Rewrite the rows from the line with "task: trace the outline of the bare arm" through the end of the rows, replacing "inner_rings" with "nested_rings" and changing nothing else; leave the pictures out of the answer.

* Begin Record excerpts *

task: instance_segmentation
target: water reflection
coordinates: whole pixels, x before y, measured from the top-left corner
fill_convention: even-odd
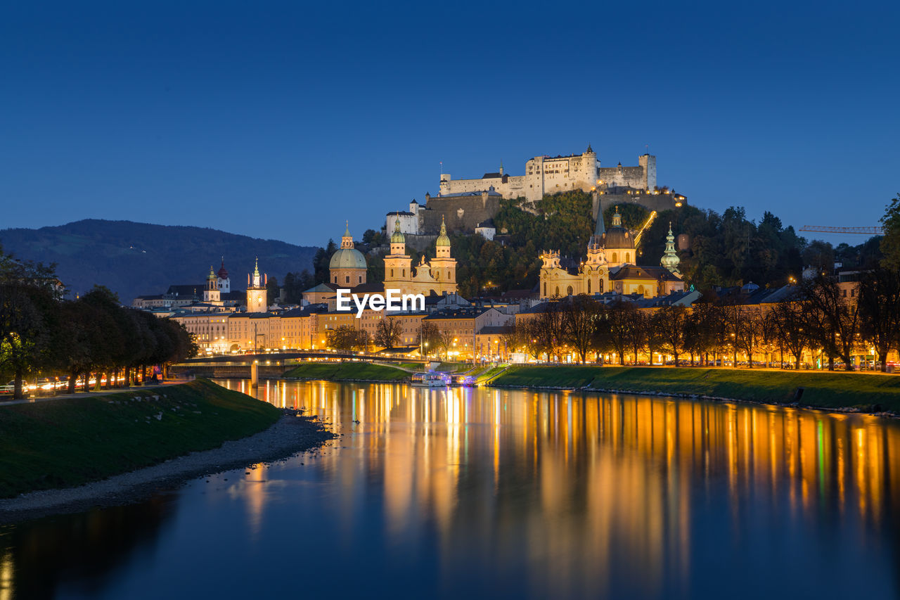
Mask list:
[[[148,528],[152,556],[110,542],[120,559],[84,595],[266,596],[293,589],[298,573],[315,576],[302,577],[313,596],[900,590],[896,422],[633,395],[220,383],[343,435],[188,486],[171,531]],[[115,511],[92,514],[140,529]],[[0,594],[33,588],[33,568],[58,580],[58,595],[82,595],[87,576],[61,556],[21,567],[23,547],[89,547],[91,536],[70,535],[78,518],[43,539],[27,524],[0,537]]]
[[[712,551],[719,537],[704,526],[709,508],[723,512],[722,541],[751,542],[726,552],[743,560],[768,551],[755,541],[837,532],[853,539],[821,542],[849,547],[807,550],[842,568],[896,529],[900,431],[868,415],[388,385],[269,382],[256,393],[359,436],[317,467],[346,488],[379,479],[390,535],[433,521],[446,572],[540,561],[522,574],[532,591],[657,595],[688,586],[705,568],[694,550]],[[886,584],[891,569],[880,577]]]

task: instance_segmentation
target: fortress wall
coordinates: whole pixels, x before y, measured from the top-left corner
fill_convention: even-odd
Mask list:
[[[641,205],[650,211],[662,213],[662,211],[674,210],[678,208],[676,202],[680,202],[682,205],[688,204],[688,199],[676,200],[671,194],[595,194],[592,207],[592,216],[597,220],[597,210],[606,211],[610,206],[624,206],[625,205]],[[607,227],[609,223],[607,223]]]
[[[482,221],[492,219],[500,209],[500,199],[492,195],[484,201],[478,196],[454,198],[432,197],[428,199],[425,211],[423,232],[436,233],[441,228],[441,217],[446,223],[448,232],[474,232],[475,226]]]

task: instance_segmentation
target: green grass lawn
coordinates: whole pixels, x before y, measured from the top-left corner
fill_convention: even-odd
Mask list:
[[[824,408],[900,412],[900,376],[878,373],[772,371],[748,368],[651,367],[511,367],[491,382],[521,387],[584,387],[699,394],[737,400],[794,402]]]
[[[0,496],[78,486],[218,448],[280,415],[205,379],[0,406]]]
[[[305,362],[284,374],[286,377],[301,379],[368,379],[372,381],[399,381],[410,377],[404,370],[373,365],[368,362]]]

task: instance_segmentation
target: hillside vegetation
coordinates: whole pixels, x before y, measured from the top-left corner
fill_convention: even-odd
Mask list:
[[[326,381],[400,381],[409,377],[410,373],[393,367],[368,362],[304,362],[289,370],[284,377]]]
[[[153,225],[86,219],[58,227],[0,231],[3,249],[16,258],[56,263],[57,275],[74,295],[94,284],[130,304],[136,295],[163,294],[173,284],[205,283],[221,258],[231,286],[246,287],[254,259],[269,277],[310,268],[316,249],[202,227]]]

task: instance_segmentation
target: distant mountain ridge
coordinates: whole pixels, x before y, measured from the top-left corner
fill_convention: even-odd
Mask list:
[[[100,284],[123,304],[137,295],[162,294],[173,284],[202,284],[211,265],[219,270],[222,257],[232,288],[246,288],[257,256],[260,271],[283,281],[289,271],[311,271],[317,250],[208,227],[102,219],[0,230],[0,245],[18,259],[56,263],[72,296]]]

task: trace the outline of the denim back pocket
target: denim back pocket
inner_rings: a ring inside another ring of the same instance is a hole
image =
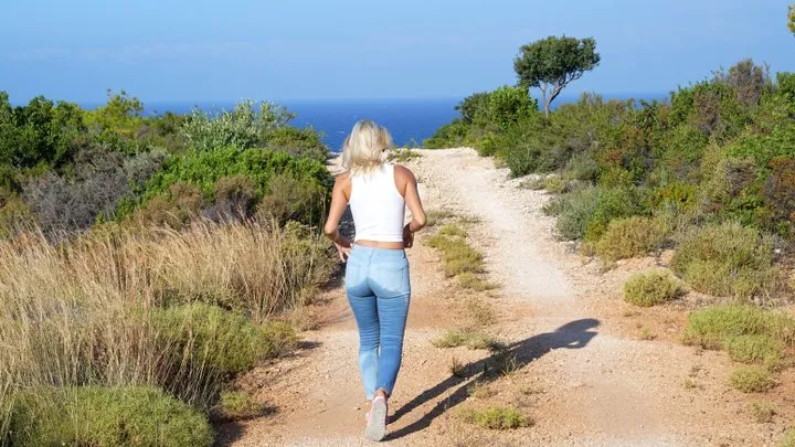
[[[373,263],[370,268],[370,287],[381,298],[410,295],[409,260],[403,257]]]

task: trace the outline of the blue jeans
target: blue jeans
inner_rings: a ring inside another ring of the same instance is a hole
[[[346,292],[359,328],[359,368],[364,394],[390,395],[403,354],[411,285],[402,249],[353,245],[346,265]]]

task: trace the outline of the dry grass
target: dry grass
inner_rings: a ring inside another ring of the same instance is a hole
[[[258,324],[299,306],[331,265],[300,232],[201,223],[106,226],[59,246],[38,233],[0,242],[0,437],[23,389],[155,385],[206,408],[225,377],[163,343],[149,316],[200,301]]]
[[[464,409],[459,416],[470,424],[488,429],[513,429],[529,427],[532,421],[513,407],[495,406],[486,409]]]

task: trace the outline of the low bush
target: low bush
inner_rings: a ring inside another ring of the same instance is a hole
[[[532,421],[513,407],[494,406],[486,409],[465,409],[460,412],[460,417],[481,428],[488,429],[513,429],[529,427]]]
[[[201,213],[204,203],[199,188],[178,182],[138,207],[132,219],[144,226],[179,230]]]
[[[756,365],[735,369],[729,381],[743,393],[763,393],[776,384],[767,369]]]
[[[254,184],[255,202],[268,195],[265,206],[273,214],[288,215],[304,223],[317,223],[328,204],[332,178],[318,160],[293,157],[267,149],[239,150],[234,147],[205,152],[189,152],[169,159],[163,169],[147,182],[137,201],[119,205],[121,219],[141,204],[160,196],[178,183],[197,187],[204,202],[214,201],[216,182],[222,178],[246,177]],[[272,181],[275,182],[272,184]],[[279,194],[289,192],[287,198]],[[292,202],[287,202],[292,199]],[[287,204],[292,203],[292,204]]]
[[[776,415],[776,411],[773,404],[765,401],[752,402],[749,405],[749,409],[751,411],[751,415],[753,416],[754,421],[760,424],[767,424],[773,422],[773,416]]]
[[[767,369],[777,369],[784,360],[784,343],[765,334],[743,334],[729,337],[723,348],[735,362],[762,364]]]
[[[718,296],[768,297],[781,285],[772,241],[735,222],[692,232],[679,244],[671,267],[696,290]]]
[[[422,158],[422,153],[409,148],[394,149],[390,151],[389,156],[386,156],[388,161],[396,161],[399,163],[405,163],[414,160],[415,158]]]
[[[624,284],[624,300],[640,307],[662,305],[683,294],[681,281],[659,269],[635,274]]]
[[[558,216],[558,232],[564,240],[597,241],[612,220],[636,214],[636,203],[630,189],[590,187],[551,200],[544,212]]]
[[[261,404],[257,398],[245,391],[221,392],[219,402],[213,413],[215,417],[222,421],[245,419],[261,415],[265,411],[265,405]]]
[[[778,444],[780,447],[795,447],[795,428],[789,428],[784,433],[784,437]]]
[[[221,375],[248,371],[295,340],[295,333],[284,328],[265,331],[242,315],[198,302],[151,309],[148,321],[169,347],[163,351],[180,354],[181,363],[204,365]]]
[[[795,318],[750,305],[716,306],[690,313],[682,341],[706,349],[721,349],[741,336],[766,336],[795,347]]]
[[[34,389],[13,398],[3,444],[210,446],[204,415],[148,386]]]
[[[459,225],[456,224],[447,224],[439,228],[438,233],[443,236],[451,236],[451,237],[466,237],[467,232],[466,230],[462,228]]]
[[[444,336],[433,339],[431,344],[436,348],[467,347],[473,350],[490,351],[496,351],[501,345],[494,337],[478,330],[449,330]]]
[[[608,260],[645,255],[660,247],[667,236],[666,225],[657,219],[632,216],[607,224],[596,242],[595,252]]]
[[[462,237],[435,234],[428,240],[428,245],[442,251],[442,267],[448,277],[484,273],[483,254]]]
[[[311,158],[321,163],[328,159],[328,148],[322,143],[320,135],[311,127],[304,129],[292,126],[277,127],[267,135],[267,147],[292,156]]]
[[[475,291],[494,290],[499,287],[498,284],[480,278],[471,272],[466,272],[457,276],[458,285],[465,289]]]

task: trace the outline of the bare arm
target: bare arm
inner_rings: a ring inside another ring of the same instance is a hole
[[[406,206],[412,213],[412,220],[406,225],[406,230],[411,233],[418,232],[425,226],[425,210],[423,210],[422,201],[420,200],[420,192],[417,191],[417,182],[414,173],[406,168],[399,167],[400,175],[405,181],[405,190],[403,198],[406,201]]]
[[[331,190],[331,206],[329,206],[329,215],[324,225],[324,233],[333,241],[339,252],[340,260],[344,262],[344,256],[350,253],[350,241],[342,237],[339,232],[339,223],[342,213],[348,205],[348,174],[340,174],[335,180],[333,190]]]

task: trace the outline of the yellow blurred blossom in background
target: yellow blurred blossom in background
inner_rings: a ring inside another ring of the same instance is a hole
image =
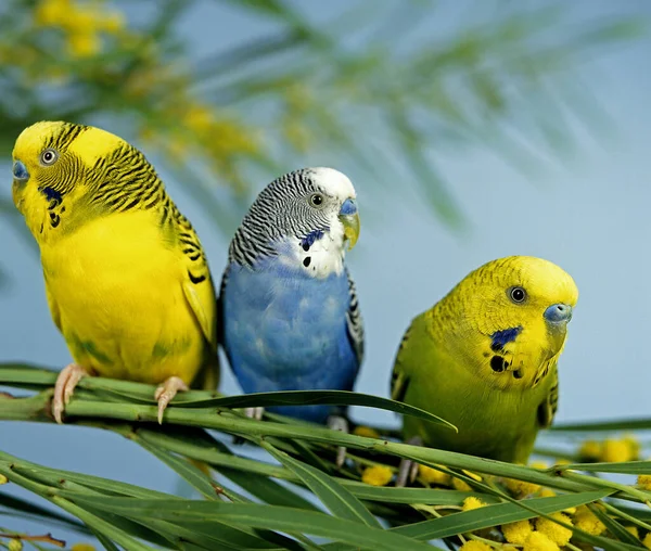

* End Record excerpts *

▸ **Problem solution**
task: trace the outline of the bare arm
target: bare arm
nested_rings: a ring inside another ring of the same instance is a hole
[[[406,206],[412,213],[412,220],[406,225],[406,230],[411,233],[418,232],[425,226],[425,210],[423,210],[422,201],[420,200],[420,192],[417,191],[417,182],[414,173],[406,168],[399,167],[400,175],[405,181],[405,190],[403,198],[406,201]]]
[[[331,190],[331,206],[329,206],[329,215],[324,225],[324,233],[333,241],[339,252],[340,260],[344,262],[344,256],[350,253],[350,241],[342,237],[339,232],[339,223],[342,213],[348,205],[348,174],[340,174],[335,180],[333,190]]]

task: trace the outline of the yellow blurred blossom in background
target: yellow blurred blossom in background
nested_rings: a ring inside another ring of the same instance is a hole
image =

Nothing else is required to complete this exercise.